**GIVEN PROBLEM**
Leave out every picture, and output exactly the lines from the line containing "[mark] the long" through the last line of the data.

**RAW RECORDS**
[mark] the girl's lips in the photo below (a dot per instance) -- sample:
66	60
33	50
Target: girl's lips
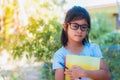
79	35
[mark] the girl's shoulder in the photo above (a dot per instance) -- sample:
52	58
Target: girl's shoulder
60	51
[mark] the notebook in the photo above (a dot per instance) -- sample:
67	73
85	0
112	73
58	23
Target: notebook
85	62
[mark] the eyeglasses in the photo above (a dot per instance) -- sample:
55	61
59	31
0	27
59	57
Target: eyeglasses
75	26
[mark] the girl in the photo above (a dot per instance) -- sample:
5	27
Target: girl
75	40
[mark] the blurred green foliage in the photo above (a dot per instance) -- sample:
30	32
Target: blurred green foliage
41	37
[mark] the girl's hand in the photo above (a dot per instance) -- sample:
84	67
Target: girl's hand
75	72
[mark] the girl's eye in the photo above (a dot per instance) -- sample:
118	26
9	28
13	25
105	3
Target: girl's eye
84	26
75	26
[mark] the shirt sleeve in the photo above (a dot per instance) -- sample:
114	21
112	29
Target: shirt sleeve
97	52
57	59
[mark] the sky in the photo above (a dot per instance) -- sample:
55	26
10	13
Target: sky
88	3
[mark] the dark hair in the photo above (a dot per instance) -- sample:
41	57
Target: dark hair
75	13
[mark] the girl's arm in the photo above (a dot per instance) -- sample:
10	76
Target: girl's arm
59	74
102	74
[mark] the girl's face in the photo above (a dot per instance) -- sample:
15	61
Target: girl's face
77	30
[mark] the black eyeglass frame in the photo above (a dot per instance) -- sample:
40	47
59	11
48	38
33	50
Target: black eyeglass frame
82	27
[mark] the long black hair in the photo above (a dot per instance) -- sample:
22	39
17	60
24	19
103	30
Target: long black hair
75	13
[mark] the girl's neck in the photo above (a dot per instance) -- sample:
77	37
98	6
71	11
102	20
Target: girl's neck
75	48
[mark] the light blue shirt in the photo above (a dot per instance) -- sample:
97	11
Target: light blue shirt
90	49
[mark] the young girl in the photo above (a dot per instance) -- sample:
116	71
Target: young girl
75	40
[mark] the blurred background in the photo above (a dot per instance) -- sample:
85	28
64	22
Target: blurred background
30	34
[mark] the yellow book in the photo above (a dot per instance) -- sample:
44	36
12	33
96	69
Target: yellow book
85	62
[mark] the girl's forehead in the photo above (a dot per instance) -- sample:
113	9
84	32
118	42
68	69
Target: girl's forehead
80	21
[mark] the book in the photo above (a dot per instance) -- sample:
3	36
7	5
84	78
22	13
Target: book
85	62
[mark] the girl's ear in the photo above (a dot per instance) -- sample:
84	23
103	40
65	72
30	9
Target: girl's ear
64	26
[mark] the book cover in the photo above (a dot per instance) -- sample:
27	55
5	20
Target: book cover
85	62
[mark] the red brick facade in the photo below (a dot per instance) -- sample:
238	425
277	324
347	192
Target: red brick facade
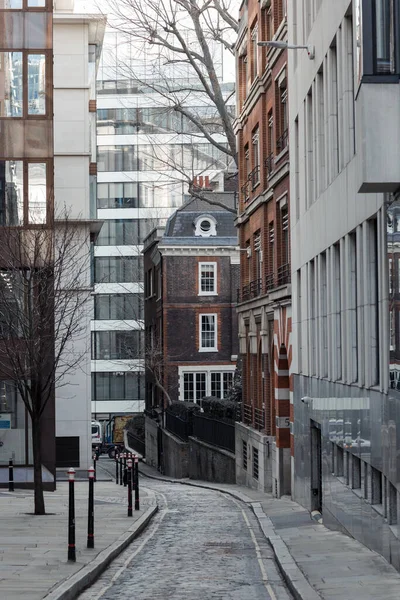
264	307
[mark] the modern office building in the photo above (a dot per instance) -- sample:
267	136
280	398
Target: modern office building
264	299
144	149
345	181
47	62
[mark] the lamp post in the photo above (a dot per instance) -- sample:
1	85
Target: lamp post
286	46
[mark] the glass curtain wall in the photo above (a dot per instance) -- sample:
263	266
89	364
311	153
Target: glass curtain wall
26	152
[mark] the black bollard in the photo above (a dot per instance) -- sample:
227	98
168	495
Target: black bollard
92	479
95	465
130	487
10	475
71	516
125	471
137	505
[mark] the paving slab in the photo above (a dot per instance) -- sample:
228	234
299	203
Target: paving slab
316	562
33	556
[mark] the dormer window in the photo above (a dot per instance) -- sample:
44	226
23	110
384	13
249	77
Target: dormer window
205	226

**SOLUTION**
[mark] the long black hair in the photo above (a dot per instance) -- sample:
22	39
17	60
24	19
103	30
Target: long black hair
75	13
[mark] the girl's neck in the photo above (a dot per instance) -- sample:
77	37
98	6
71	11
102	20
Target: girl's neck
75	48
[mark] the light blue shirt in the photo above (a dot per instance) -- sample:
97	11
Target: light blue shirt
90	49
[mark] the young girl in the photo above (a dot per instance) -- sample:
116	71
Target: young girl
75	40
[mark] the blurred background in the photo above (a dot per instance) -- sample:
85	28
64	22
Target: blurred background
30	34
[mark] the yellow book in the photo above (a dot per instance) -- sample:
44	36
12	33
96	69
Target: yellow book
85	62
[mark] the girl's forehead in the photo above (a dot per instance) -- sample:
113	9
84	32
118	42
68	69
Target: girl's forehead
80	21
[mark] the book in the photo above (a dot per instance) -- sample:
3	36
7	5
84	78
22	13
Target: book
85	62
[mark] the girl's ear in the photo above (a dot per instance) -- sample:
84	23
103	40
65	72
30	9
Target: girl's ear
64	26
[mark] the book cover in the photo above (a dot per instance) -- sample:
27	55
5	20
Target: book cover
85	62
[mark] the red brick facade in the photo below (a dot per instance) -- sample:
238	425
277	324
347	192
Target: red brick facade
264	307
[mark] the modern office building in the photo above (a dot per instance) -- sample:
267	136
280	398
Target: modern office building
264	299
144	149
345	181
47	62
[mark] the lamp post in the photo above (a dot per instance) -- sample:
1	85
Target: lamp post
286	46
[mark] the glass curtain wall in the photo above (a dot per instance) -- sample:
263	266
89	364
311	153
Target: glass curtain wall
26	152
[mark] the black bollard in the photo above (a dot per instance) -- sample:
227	98
168	495
Target: black bollard
92	479
95	465
130	487
10	475
71	516
125	471
137	505
[mark] the paving slab in the photo above (a dot per instance) -- sample:
228	234
299	203
Target: paving slab
316	562
33	556
[mark] the dormer window in the photo above (a dot per instance) -- sample:
44	226
23	110
384	13
249	77
Target: dormer window
205	226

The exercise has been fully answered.